EXCERPTED TEXT:
*** Begin section ***
California is entering the next budget year with a record-smashing surplus of nearly $100 billion, Gov. Gavin Newsom said Friday.

Newsom unveiled a revised budget plan of just over $300 billion for the next fiscal year, the highest in state history and fueled by surging tax revenues. The state has collected $55 billion more in taxes than officials expected in January, leaving it with an estimated $97.5 billion surplus.

California is home to about 39 million people and has an economy that’s larger than all but four nations. The surplus alone is much bigger than nearly every other state’s annual budget.

That extra money means Newsom, a Democrat, has tens of billions of dollars more to spend on new and existing initiatives as he seeks re-election in the fall. Newsom said one of his top priorities is providing Californians relief from spiraling inflation.

At a news conference to announce the new budget figures, he also touted California as a safe-haven for women seeking abortions. He wants to spend more money to help women in and out of the state get abortions amid uncertainty about the future of the Roe v Wade decision that legalized the procedure but could get overturned next month at the U.S. Supreme Court.

Newsom also proposed more spending on the drought and the state’s ongoing housing and homelessness crisis.

Most everything he talked about either was in the January budget plan or made public before Friday’s announcement. Newsom now must reach agreement with the Democratic-led Legislature. They have until the end of June to finalize the budget, which takes effect July 1.

California’s gas prices are among the highest in the nation, with the average price of a gallon now sitting at $5.87 cents in the state, according to AAA. The cost of food, cars and nearly every other consumer good has increased.

“People are feeling deep stress, deep anxiety,” Newsom said.

He’s proposed giving $400 checks to registered car owners in the state, with up to two checks per person. That would cost the state about $11.5 billion, he said. Though the money would only go to car owners, Newsom said it should be considered “inflation refund and relief.”

“For you, it could be a rebate to address the issue of groceries, it could be a rebate to address the other cost burdens that are placed on you,” he said.
*** End section ***
ACTION ITEM:
Reproduce the passage of the California budget article from "California is home" to "state’s annual budget." word for word.

THE DATA:
*** Begin section ***
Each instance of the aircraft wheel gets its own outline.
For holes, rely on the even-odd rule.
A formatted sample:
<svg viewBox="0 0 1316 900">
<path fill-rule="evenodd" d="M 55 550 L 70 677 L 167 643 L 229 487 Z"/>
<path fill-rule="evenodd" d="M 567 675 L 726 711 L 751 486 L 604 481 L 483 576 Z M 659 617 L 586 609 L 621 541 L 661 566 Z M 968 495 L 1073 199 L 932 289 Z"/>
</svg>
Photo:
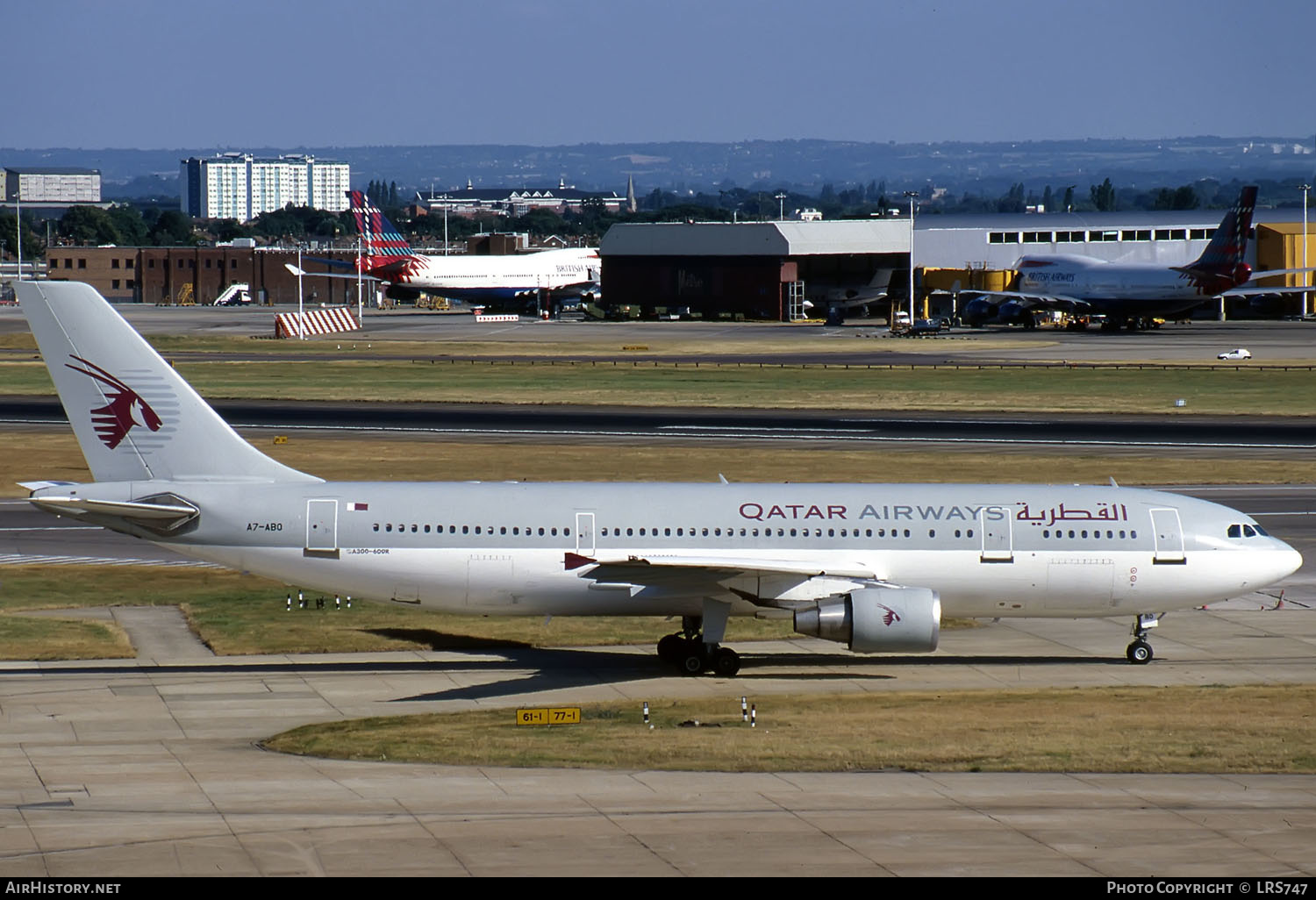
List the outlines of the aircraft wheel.
<svg viewBox="0 0 1316 900">
<path fill-rule="evenodd" d="M 680 668 L 683 675 L 699 675 L 708 666 L 708 659 L 704 657 L 704 649 L 697 643 L 691 642 L 682 654 L 680 659 L 676 661 L 678 668 Z"/>
<path fill-rule="evenodd" d="M 658 658 L 675 664 L 684 649 L 686 638 L 679 634 L 667 634 L 658 641 Z"/>
<path fill-rule="evenodd" d="M 713 671 L 722 678 L 733 678 L 740 671 L 740 654 L 730 647 L 717 647 L 713 654 Z"/>
<path fill-rule="evenodd" d="M 1134 641 L 1125 654 L 1134 666 L 1146 666 L 1152 662 L 1152 645 L 1146 641 Z"/>
</svg>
*** End section ***
RESULT:
California is home to about 39 million people and has an economy that’s larger than all but four nations. The surplus alone is much bigger than nearly every other state’s annual budget.